● **Provided passage**:
This gentleman regiment was raised in Lorraine in 1589 by the Comte de Vaubecourt and joined the army of Henry IV in France. On May 6 1598, this regiment was disbanded and its companies returned to Lorraine. The same year, they followed the Comte de Vaubecourt to Hungary where they distinguished themselves against the Turks at the capture of Raab. In 1606, Vaubecourt and his regiment entered once more in the French service and assumed garrison duty in Sédan. On April 24 1610, when France was arming against the House of Austria, the regiment was finally admitted into the ranks of the French Royal Army. The same year, to the exception of its colonel company, it was disbanded.

On 31 August 1616, the regiment was re-raised and, from that date, has always been part of the Royal Army. By 1619, it was quartered in Verdun and ceded 400 men to replenish the ranks of Picardie Infanterie. In 1622, then counting only 200 men, the regiment defended Mouzon.

● **Extracted information**:
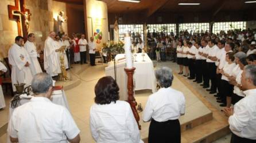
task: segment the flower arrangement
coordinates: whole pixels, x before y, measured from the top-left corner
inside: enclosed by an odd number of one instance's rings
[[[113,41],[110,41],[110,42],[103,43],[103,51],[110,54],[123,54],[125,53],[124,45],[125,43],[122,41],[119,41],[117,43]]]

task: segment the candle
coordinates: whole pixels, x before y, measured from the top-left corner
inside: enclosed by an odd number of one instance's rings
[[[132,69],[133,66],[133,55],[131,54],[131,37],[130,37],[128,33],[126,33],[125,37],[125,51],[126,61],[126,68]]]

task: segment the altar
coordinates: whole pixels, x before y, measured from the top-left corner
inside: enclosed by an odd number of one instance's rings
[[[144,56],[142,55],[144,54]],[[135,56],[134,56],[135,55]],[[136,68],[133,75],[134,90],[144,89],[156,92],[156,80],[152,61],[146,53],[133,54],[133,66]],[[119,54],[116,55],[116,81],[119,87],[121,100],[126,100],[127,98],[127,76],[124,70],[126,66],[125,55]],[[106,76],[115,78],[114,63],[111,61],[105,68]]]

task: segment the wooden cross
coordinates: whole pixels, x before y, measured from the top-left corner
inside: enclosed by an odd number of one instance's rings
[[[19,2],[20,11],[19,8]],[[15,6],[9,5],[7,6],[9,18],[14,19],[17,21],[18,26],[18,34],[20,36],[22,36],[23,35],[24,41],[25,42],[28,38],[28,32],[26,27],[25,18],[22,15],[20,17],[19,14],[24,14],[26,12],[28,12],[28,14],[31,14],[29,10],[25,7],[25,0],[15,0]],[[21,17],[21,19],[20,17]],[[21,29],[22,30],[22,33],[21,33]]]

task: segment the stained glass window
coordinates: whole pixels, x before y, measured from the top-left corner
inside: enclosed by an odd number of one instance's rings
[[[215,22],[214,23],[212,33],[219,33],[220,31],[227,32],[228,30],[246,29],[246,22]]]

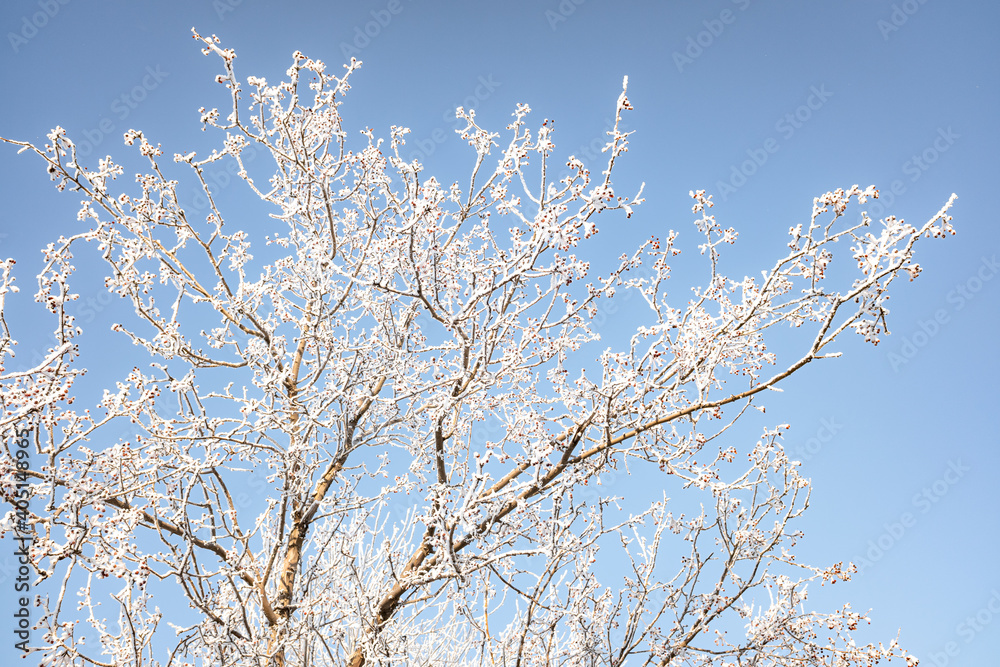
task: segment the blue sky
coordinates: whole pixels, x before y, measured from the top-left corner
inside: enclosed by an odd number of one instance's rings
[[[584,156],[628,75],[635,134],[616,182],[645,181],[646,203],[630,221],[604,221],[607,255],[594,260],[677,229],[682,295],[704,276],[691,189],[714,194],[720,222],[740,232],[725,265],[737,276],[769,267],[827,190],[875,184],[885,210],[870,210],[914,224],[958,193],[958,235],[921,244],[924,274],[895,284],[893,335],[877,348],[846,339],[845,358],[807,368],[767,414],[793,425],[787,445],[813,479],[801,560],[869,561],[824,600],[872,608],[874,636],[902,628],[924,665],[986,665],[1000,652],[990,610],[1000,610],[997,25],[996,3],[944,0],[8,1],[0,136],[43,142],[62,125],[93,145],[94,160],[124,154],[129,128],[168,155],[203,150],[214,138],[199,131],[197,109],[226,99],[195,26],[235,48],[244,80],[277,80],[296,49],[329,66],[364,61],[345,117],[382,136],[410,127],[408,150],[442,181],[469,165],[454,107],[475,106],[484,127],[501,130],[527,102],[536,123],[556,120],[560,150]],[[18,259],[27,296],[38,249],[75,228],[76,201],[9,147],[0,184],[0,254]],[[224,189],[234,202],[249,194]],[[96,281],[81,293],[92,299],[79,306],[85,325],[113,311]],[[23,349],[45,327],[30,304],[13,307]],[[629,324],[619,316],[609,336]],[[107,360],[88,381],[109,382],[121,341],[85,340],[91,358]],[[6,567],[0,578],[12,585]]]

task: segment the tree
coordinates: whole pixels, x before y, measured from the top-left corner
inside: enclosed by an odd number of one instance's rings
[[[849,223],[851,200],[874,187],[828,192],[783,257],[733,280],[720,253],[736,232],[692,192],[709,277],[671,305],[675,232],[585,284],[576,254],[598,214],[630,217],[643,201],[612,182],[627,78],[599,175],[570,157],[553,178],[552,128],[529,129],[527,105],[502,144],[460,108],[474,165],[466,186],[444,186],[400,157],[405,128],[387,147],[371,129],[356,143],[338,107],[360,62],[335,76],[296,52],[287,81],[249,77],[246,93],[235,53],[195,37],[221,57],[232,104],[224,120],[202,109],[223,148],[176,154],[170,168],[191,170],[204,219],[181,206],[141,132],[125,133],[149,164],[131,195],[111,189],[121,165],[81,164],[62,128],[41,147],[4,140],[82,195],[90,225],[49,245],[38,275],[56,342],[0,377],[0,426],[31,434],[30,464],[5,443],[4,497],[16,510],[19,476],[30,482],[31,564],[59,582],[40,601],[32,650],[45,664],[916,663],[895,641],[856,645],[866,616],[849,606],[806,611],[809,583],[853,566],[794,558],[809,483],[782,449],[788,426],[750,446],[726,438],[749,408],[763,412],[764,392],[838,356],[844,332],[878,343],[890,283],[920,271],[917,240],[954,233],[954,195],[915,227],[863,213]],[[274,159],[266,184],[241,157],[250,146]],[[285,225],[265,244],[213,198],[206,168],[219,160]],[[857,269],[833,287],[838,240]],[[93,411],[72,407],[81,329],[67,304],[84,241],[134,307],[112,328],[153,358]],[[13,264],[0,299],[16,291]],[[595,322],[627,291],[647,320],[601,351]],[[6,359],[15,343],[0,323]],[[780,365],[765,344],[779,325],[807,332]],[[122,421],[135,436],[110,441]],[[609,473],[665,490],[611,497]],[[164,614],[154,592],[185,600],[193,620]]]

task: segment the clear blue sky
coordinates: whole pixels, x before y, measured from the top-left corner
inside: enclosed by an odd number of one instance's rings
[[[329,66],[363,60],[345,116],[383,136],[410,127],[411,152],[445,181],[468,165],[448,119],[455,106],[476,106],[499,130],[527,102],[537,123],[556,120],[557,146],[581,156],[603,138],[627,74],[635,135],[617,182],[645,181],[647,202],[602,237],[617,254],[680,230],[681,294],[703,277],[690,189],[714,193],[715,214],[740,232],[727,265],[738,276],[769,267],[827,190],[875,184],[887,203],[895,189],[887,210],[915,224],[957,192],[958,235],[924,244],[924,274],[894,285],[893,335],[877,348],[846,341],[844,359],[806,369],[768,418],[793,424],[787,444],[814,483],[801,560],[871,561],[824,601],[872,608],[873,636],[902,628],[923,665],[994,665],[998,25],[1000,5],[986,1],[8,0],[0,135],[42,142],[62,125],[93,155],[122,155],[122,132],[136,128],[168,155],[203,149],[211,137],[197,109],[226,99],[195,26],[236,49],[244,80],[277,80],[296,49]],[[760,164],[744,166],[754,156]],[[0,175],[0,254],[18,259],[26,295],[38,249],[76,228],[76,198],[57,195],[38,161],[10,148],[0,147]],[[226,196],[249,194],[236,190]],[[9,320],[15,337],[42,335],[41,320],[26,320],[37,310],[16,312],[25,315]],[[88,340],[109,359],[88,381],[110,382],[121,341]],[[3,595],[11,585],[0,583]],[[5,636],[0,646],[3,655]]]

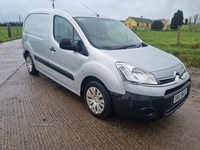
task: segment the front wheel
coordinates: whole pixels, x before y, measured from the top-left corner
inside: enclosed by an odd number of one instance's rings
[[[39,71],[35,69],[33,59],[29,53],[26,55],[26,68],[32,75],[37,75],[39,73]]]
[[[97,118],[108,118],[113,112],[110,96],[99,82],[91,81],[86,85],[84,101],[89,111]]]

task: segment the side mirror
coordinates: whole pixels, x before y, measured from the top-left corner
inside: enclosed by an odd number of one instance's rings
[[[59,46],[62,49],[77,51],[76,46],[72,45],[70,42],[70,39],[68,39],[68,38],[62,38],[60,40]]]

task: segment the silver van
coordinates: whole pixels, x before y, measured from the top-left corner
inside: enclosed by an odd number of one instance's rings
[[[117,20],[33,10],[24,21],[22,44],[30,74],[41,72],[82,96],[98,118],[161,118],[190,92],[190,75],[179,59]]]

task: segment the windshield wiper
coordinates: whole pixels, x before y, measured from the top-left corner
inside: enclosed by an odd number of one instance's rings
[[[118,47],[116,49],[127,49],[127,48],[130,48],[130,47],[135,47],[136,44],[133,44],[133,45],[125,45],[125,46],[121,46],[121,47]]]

● **Problem**:
Repeat word for word the part of the regiment history starting with "This gentleman regiment" and going on through "it was disbanded.".

● **Result of the exercise**:
This gentleman regiment was raised in Lorraine in 1589 by the Comte de Vaubecourt and joined the army of Henry IV in France. On May 6 1598, this regiment was disbanded and its companies returned to Lorraine. The same year, they followed the Comte de Vaubecourt to Hungary where they distinguished themselves against the Turks at the capture of Raab. In 1606, Vaubecourt and his regiment entered once more in the French service and assumed garrison duty in Sédan. On April 24 1610, when France was arming against the House of Austria, the regiment was finally admitted into the ranks of the French Royal Army. The same year, to the exception of its colonel company, it was disbanded.